#### REQUIRED WORK:
Could you copy out the passage on Nordic climate policy below, word for word and in full?

#### SELECTED EXCERPT:
########################################

To increase the cost-effectiveness of Nordic climate policies, Nordic countries should make further use of the existing EU climate policy frameworks, notably by engaging in voluntary bilateral emissions trading in the ESR sector with other European countries.
The goals of the Paris Agreement manifest themselves in ambitious climate policies all across the Nordic Region. To name a few examples, Nordic countries’ emission reduction targets exceed those of other comparable industrialized countries, fossil fuels are heavily taxed, and all five countries have implemented a number of sector-specific policy measures addressing ESR emissions.
However, the Nordic Region accounts for less than 0.5 per cent of global emissions, indicating that even if all Nordic countries would achieve carbon-neutrality, it would have very limited direct impact on global emissions. The question therefore remains if there is any rational reason for the Nordic countries to maintain such ambitious national climate policies.
One reason is that by leading from the front, Nordic countries can inspire other countries to introduce more ambitious climate measures, and then there is the argument that the Nordics have a moral obligation to reduce emissions, being among the world’s wealthiest nations.
But how do the Nordic countries achieve the greatest possible impact? According to the economists, the key to maximising the global impact of Nordic climate policy is to emphasize development of technologies that would help also other countries in the transition to a low-carbon society.

########################################

#### MATERIAL SHOWN:
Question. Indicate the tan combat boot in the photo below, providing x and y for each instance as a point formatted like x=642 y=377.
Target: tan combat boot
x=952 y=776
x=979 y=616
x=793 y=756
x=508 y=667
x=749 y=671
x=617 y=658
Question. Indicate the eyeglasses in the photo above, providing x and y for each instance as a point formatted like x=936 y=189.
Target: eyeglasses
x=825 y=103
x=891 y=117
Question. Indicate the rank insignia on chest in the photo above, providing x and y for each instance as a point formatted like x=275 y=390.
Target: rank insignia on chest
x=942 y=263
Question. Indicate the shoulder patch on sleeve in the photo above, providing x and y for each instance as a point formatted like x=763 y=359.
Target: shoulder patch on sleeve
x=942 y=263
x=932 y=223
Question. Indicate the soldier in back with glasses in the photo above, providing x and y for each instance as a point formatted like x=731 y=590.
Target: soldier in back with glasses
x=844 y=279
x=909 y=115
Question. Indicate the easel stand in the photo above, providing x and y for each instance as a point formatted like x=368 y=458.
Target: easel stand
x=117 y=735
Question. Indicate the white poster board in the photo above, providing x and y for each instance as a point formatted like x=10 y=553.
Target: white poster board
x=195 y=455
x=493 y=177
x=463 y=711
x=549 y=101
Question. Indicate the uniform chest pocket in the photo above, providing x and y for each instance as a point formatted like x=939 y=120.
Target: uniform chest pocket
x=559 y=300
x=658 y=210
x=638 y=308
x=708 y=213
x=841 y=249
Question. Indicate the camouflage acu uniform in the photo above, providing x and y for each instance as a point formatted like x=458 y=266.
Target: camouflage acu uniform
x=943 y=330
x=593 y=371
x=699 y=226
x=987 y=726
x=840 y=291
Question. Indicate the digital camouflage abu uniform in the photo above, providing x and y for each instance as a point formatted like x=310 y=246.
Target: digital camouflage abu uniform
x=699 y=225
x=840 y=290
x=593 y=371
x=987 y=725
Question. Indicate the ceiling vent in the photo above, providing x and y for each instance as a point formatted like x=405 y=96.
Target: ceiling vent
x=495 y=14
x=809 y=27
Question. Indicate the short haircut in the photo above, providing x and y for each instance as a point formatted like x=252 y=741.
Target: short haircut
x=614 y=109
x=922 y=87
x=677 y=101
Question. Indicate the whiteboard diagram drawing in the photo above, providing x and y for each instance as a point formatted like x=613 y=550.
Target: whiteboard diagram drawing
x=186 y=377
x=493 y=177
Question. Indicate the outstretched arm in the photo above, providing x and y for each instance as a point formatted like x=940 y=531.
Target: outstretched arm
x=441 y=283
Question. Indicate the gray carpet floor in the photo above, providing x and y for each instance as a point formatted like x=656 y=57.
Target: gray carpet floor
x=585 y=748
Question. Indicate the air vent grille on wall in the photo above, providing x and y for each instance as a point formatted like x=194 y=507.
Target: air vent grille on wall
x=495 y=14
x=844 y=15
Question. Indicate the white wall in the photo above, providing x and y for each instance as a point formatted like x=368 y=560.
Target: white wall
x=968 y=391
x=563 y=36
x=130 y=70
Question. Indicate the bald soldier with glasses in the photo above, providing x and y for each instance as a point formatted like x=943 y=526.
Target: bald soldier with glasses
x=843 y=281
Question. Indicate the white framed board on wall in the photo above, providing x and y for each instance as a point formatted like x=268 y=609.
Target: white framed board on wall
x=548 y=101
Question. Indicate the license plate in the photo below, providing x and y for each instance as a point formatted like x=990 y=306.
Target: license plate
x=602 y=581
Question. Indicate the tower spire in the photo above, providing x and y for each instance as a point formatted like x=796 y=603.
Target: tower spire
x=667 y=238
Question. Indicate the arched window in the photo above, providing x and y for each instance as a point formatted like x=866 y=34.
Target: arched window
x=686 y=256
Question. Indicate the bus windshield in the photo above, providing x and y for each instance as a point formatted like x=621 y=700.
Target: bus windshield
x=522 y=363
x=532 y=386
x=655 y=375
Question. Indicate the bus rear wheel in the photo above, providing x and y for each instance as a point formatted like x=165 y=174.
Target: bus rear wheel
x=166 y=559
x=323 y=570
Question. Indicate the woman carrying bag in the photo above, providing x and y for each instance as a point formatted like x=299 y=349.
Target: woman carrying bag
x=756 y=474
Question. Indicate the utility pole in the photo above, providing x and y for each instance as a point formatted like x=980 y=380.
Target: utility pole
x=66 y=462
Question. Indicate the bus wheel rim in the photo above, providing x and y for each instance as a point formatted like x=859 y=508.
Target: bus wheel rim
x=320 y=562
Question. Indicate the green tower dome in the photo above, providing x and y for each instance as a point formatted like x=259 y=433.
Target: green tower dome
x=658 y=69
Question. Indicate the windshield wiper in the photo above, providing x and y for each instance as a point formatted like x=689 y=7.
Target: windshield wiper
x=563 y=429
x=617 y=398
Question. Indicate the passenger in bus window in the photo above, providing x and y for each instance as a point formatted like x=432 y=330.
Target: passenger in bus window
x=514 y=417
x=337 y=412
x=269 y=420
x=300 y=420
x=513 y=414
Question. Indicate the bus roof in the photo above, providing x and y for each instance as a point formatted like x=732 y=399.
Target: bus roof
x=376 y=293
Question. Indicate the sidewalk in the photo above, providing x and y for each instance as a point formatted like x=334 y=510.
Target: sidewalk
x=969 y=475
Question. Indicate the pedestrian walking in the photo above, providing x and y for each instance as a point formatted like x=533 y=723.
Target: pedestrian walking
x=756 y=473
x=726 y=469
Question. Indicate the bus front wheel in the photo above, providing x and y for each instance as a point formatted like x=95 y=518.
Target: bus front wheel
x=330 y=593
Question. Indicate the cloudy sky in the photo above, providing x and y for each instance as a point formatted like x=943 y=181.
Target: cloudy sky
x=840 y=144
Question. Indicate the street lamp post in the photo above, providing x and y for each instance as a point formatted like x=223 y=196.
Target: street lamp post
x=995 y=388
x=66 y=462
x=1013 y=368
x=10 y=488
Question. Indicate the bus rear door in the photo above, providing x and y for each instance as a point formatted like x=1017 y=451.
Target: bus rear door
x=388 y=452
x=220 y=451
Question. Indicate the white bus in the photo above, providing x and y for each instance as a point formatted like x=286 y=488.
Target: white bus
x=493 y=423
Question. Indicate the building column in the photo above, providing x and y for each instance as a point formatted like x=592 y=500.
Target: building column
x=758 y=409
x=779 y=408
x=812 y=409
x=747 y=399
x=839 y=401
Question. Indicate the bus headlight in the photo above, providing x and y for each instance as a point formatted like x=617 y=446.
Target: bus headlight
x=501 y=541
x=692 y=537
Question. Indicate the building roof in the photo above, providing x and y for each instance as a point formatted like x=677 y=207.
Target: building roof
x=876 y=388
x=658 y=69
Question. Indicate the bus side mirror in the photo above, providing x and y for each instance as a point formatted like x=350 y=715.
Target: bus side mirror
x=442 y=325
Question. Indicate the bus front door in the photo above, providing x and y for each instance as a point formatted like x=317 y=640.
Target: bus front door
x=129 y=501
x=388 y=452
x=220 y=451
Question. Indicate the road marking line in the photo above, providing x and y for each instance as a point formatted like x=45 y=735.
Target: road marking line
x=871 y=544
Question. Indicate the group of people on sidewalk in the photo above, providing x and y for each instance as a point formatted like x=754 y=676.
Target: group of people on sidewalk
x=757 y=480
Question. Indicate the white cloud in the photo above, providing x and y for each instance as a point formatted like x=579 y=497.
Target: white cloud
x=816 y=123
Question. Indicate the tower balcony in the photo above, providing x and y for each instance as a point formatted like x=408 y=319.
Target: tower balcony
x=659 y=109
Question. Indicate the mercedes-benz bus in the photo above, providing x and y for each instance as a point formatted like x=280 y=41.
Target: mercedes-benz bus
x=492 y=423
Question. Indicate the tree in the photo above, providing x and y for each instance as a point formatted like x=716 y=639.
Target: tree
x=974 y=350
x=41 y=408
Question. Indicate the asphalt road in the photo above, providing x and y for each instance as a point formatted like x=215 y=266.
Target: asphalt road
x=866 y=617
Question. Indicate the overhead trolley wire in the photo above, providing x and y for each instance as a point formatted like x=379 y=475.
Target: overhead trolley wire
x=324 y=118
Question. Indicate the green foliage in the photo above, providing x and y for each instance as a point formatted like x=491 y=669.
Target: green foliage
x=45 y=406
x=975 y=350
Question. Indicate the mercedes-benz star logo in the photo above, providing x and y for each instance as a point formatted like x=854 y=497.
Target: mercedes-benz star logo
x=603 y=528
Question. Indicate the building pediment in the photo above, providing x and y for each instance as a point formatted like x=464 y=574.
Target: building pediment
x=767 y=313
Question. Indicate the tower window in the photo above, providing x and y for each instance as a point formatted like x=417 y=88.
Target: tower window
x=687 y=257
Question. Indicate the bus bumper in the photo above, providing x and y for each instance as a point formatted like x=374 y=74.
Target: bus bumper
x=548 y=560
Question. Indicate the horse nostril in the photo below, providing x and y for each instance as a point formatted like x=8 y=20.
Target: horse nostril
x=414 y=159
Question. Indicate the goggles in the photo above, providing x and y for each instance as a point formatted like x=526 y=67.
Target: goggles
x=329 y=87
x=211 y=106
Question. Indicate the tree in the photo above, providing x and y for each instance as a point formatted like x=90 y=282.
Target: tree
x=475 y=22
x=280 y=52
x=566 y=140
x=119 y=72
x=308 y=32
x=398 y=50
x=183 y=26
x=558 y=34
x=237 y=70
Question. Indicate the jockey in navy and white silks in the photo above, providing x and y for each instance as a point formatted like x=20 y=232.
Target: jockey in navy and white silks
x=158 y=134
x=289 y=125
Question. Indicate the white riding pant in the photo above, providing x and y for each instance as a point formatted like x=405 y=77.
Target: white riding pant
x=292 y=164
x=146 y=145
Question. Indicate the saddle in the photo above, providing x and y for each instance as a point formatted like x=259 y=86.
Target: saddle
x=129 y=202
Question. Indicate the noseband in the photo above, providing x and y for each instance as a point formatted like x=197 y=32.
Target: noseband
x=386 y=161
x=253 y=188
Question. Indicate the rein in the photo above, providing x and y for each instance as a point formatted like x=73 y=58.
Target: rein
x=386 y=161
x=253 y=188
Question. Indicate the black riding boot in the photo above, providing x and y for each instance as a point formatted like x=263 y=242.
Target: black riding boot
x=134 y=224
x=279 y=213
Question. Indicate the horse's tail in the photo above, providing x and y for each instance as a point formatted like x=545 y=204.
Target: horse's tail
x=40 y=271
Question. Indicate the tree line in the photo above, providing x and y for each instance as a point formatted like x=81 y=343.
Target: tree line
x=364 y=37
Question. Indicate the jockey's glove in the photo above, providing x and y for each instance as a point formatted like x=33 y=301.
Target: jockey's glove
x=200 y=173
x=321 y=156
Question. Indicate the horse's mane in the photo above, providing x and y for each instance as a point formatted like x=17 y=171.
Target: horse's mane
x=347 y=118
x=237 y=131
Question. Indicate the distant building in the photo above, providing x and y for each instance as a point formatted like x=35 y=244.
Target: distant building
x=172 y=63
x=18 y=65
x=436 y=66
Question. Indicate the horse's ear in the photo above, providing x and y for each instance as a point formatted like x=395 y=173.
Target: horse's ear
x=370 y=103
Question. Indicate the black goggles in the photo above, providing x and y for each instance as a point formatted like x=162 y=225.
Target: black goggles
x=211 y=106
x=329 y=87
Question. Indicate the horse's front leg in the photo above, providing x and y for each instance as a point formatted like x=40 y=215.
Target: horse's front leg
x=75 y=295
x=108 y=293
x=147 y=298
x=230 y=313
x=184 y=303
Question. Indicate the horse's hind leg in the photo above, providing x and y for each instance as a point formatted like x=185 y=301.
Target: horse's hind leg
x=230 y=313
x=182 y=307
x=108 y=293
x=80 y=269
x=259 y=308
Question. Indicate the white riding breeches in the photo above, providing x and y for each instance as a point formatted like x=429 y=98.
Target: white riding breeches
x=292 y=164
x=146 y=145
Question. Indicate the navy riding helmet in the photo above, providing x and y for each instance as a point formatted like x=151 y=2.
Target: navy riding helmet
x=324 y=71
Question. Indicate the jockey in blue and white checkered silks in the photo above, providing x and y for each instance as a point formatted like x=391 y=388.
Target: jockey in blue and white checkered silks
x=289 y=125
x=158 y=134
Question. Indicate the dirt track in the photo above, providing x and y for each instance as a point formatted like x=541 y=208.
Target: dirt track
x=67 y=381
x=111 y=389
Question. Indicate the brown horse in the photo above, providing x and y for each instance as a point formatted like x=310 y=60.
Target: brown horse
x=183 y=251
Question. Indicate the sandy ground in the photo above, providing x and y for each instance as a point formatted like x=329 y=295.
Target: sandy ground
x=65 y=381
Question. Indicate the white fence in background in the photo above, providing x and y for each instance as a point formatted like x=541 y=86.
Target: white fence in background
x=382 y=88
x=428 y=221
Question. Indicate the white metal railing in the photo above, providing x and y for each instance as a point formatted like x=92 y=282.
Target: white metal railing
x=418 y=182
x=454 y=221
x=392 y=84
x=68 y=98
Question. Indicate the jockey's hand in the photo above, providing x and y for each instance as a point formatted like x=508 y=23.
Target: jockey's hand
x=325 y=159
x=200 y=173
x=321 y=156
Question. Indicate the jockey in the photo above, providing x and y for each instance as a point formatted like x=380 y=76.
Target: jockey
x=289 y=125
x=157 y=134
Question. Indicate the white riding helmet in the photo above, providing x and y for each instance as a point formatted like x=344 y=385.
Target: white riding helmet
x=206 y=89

########################################

#### ANSWER:
To increase the cost-effectiveness of Nordic climate policies, Nordic countries should make further use of the existing EU climate policy frameworks, notably by engaging in voluntary bilateral emissions trading in the ESR sector with other European countries.
The goals of the Paris Agreement manifest themselves in ambitious climate policies all across the Nordic Region. To name a few examples, Nordic countries’ emission reduction targets exceed those of other comparable industrialized countries, fossil fuels are heavily taxed, and all five countries have implemented a number of sector-specific policy measures addressing ESR emissions.
However, the Nordic Region accounts for less than 0.5 per cent of global emissions, indicating that even if all Nordic countries would achieve carbon-neutrality, it would have very limited direct impact on global emissions. The question therefore remains if there is any rational reason for the Nordic countries to maintain such ambitious national climate policies.
One reason is that by leading from the front, Nordic countries can inspire other countries to introduce more ambitious climate measures, and then there is the argument that the Nordics have a moral obligation to reduce emissions, being among the world’s wealthiest nations.
But how do the Nordic countries achieve the greatest possible impact? According to the economists, the key to maximising the global impact of Nordic climate policy is to emphasize development of technologies that would help also other countries in the transition to a low-carbon society.